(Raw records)
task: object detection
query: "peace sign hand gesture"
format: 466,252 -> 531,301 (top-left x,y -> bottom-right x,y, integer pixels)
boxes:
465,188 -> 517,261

__Your goal__.
Please report how many lines in the raw records contain the string "integer", treating case as significant. Give only the number.

__Expected output__.
1